**** Information supplied
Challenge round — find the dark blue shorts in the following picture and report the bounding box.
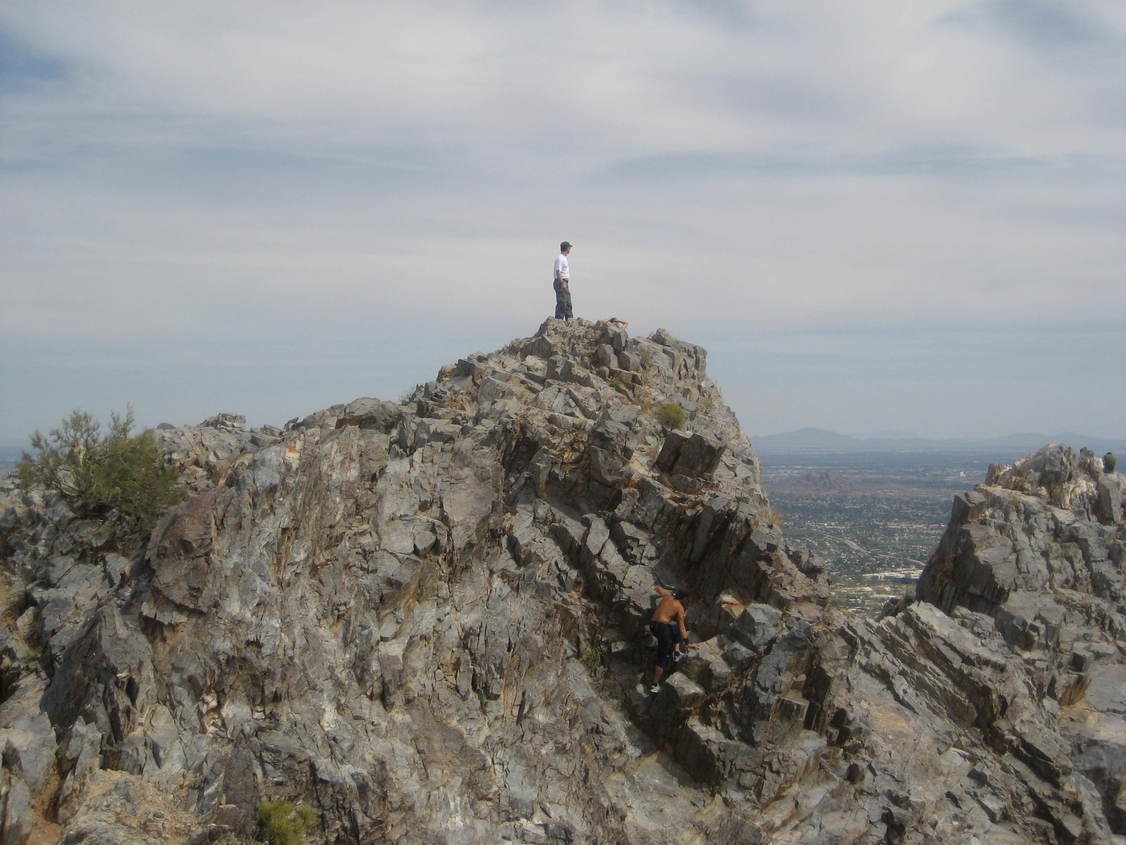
[649,622,680,669]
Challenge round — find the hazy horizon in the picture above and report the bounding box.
[0,0,1126,447]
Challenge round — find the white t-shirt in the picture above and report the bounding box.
[555,252,571,281]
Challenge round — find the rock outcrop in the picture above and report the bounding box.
[0,320,1126,844]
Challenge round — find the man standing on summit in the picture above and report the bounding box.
[552,241,574,320]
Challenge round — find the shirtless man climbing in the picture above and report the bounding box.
[649,586,699,694]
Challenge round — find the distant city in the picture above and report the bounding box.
[0,429,1107,615]
[760,451,1020,615]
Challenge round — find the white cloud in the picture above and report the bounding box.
[0,0,1126,443]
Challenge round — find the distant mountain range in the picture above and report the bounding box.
[751,428,1126,459]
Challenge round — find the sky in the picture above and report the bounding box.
[0,0,1126,446]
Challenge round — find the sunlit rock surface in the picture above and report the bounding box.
[0,320,1126,844]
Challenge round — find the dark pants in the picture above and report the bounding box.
[552,278,574,320]
[649,622,680,670]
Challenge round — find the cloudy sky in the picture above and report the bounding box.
[0,0,1126,445]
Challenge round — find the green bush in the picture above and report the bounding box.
[655,402,687,428]
[18,408,184,534]
[258,801,316,845]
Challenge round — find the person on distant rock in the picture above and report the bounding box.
[649,585,699,694]
[552,241,574,320]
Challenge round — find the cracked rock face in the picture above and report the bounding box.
[0,320,1126,843]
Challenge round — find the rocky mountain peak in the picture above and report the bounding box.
[0,320,1126,844]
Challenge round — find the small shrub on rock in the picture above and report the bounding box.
[654,402,687,428]
[18,408,185,535]
[258,801,316,845]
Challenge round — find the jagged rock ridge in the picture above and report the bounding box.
[0,320,1126,843]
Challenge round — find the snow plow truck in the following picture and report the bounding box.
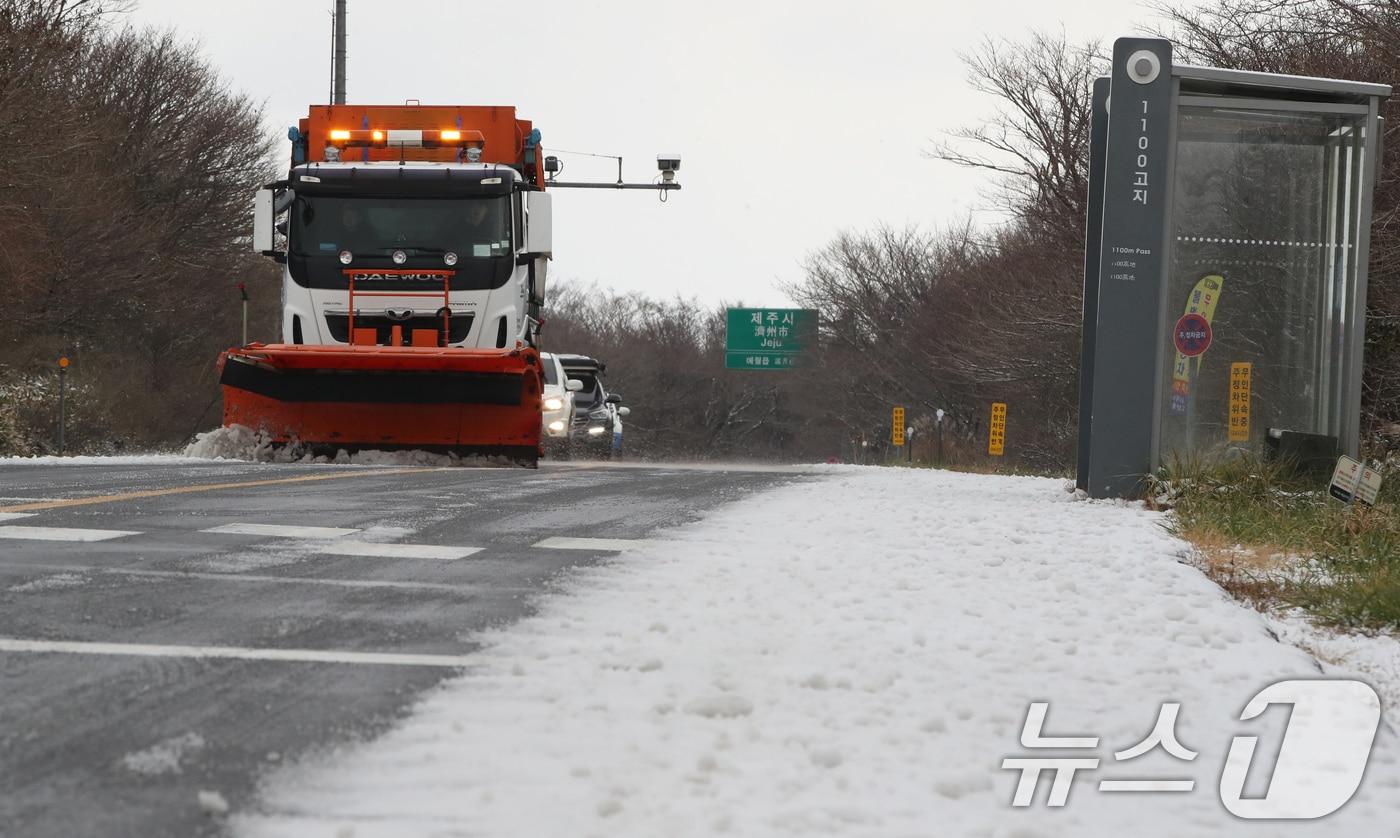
********
Task prompt
Arrange every line of the listing above as a Markdown table with two columns, No. for the row number and Text for the line itself, and skip any blank lines. Leave the pictures out of the table.

Final result
| No. | Text |
|---|---|
| 1 | Challenge round — find the dark blue shorts in the following picture and report the bounding box. |
| 2 | [649,622,680,669] |
| 3 | Challenge round — find the hazy horizon in the picture above and report the bounding box. |
| 4 | [0,0,1126,447] |
| 5 | Challenge round — find the white t-shirt in the picture above and report the bounding box. |
| 6 | [555,252,571,281] |
| 7 | Challenge round — find the rock outcrop in the picture above and report the bounding box. |
| 8 | [0,320,1126,844] |
| 9 | Challenge round — find the man standing on summit in the picture above and report the bounding box. |
| 10 | [552,241,574,320] |
| 11 | Challenge round — find the shirtless man climbing in the picture above and report the bounding box. |
| 12 | [649,586,699,694] |
| 13 | Challenge round — find the distant city in the picture above and report the bounding box. |
| 14 | [0,429,1107,615] |
| 15 | [760,451,1020,615] |
| 16 | Challenge round — find the white cloud in the picture above and report the bounding box. |
| 17 | [0,0,1126,443] |
| 18 | Challenge round — find the distant mountain range in the picture above and report the bounding box. |
| 19 | [751,428,1126,459] |
| 20 | Challenge round — find the sky in the picture above and report the bounding box. |
| 21 | [0,0,1126,446] |
| 22 | Challenge round — find the sunlit rock surface in the picture above and report the bounding box. |
| 23 | [0,320,1126,844] |
| 24 | Challenge round — find the dark pants in the picture above and report the bounding box. |
| 25 | [552,278,574,320] |
| 26 | [649,622,680,670] |
| 27 | Challenge round — find the cloudy sky in the picture above and report the bounding box. |
| 28 | [0,0,1126,445] |
| 29 | Challenge round — find the green bush in the picture above and report the bounding box. |
| 30 | [655,402,687,428] |
| 31 | [18,408,184,534] |
| 32 | [258,801,316,845] |
| 33 | Challenge round — find the person on distant rock in the picture above and report the bounding box. |
| 34 | [649,585,699,694] |
| 35 | [552,241,574,320] |
| 36 | Challenge round — find the cracked rock face in the picture above and report the bounding box. |
| 37 | [0,320,1126,843] |
| 38 | Challenge round — find the rocky mountain peak in the picture above and report the bounding box. |
| 39 | [0,320,1126,844] |
| 40 | Challenge round — find the small shrub on rock in the picture above and report the bounding box. |
| 41 | [654,402,687,428] |
| 42 | [18,408,185,535] |
| 43 | [258,801,316,845] |
| 44 | Challenge round — find the jagged rock ridge in the picture above and report the bounding box. |
| 45 | [0,320,1126,843] |
| 46 | Challenge round — find the snow plow truck in the following picture and report the bounding box. |